**Text block**
★ ★ ★ ★
Covid-19: Six million deaths recorded in just over two years *1 PREDICTION*

Africa, America, Asia, Australasia, Coronavirus, Deaths, Europe, Predictions

More than six million deaths have been recorded in the Covid-19 pandemic that started just over two years ago. An unimaginably awful figure, and our sincere condolences to the families of the bereaved.

 

Without wishing to minimise their loss in any way, however, we want to repeat a point we have made before about these statistics.

As we have mentioned in a previous post, on a global daily count, despite the Alpha, Beta, Delta, Gamma, and Omicron waves, and despite the ten billion vaccines administered, deaths have rarely dipped below 5,000 cases in a day, and have never exceeded 20,000 cases in a day.

 

 

We first posted about this bizarre phenomenon in April 2021 – see the post below.
★ ★ ★ ★
**The data**
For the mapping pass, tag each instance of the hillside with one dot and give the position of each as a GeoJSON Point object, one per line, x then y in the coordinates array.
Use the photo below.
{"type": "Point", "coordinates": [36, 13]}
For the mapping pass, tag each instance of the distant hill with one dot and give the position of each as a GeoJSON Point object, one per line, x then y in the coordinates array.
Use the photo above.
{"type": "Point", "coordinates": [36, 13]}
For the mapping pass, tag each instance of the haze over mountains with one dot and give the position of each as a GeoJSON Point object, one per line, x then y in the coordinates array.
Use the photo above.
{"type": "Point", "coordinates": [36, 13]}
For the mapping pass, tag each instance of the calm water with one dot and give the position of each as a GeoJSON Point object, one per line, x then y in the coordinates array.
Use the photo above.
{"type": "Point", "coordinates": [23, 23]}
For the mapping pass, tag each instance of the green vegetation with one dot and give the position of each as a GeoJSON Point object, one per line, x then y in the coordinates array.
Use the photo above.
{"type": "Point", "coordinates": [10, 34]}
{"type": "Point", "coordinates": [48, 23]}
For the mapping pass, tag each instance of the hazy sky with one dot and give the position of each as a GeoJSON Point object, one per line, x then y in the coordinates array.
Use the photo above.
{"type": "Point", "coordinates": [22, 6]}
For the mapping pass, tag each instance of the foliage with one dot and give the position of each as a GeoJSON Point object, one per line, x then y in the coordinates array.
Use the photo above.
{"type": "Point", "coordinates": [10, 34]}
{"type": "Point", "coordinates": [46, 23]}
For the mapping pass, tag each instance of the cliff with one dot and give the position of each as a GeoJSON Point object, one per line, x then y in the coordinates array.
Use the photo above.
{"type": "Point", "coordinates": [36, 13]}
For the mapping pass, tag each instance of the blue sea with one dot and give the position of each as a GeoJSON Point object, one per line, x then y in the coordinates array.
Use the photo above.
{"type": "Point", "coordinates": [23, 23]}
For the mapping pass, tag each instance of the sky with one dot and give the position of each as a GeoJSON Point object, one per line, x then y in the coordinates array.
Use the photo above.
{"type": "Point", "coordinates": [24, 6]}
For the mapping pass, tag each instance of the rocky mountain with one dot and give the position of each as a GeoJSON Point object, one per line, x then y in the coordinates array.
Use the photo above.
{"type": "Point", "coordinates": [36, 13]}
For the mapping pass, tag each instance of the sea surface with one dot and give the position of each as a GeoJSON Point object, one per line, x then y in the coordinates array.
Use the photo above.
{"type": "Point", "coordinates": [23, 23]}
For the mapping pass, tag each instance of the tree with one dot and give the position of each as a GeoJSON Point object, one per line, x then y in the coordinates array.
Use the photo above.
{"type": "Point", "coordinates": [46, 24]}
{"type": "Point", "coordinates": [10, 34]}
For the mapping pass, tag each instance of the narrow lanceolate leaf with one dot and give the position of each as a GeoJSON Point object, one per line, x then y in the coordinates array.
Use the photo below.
★ ★ ★ ★
**Task details**
Copy out the full post on six million recorded Covid-19 deaths, word for word.

**The answer**
Covid-19: Six million deaths recorded in just over two years *1 PREDICTION*

Africa, America, Asia, Australasia, Coronavirus, Deaths, Europe, Predictions

More than six million deaths have been recorded in the Covid-19 pandemic that started just over two years ago. An unimaginably awful figure, and our sincere condolences to the families of the bereaved.

 

Without wishing to minimise their loss in any way, however, we want to repeat a point we have made before about these statistics.

As we have mentioned in a previous post, on a global daily count, despite the Alpha, Beta, Delta, Gamma, and Omicron waves, and despite the ten billion vaccines administered, deaths have rarely dipped below 5,000 cases in a day, and have never exceeded 20,000 cases in a day.

 

 

We first posted about this bizarre phenomenon in April 2021 – see the post below.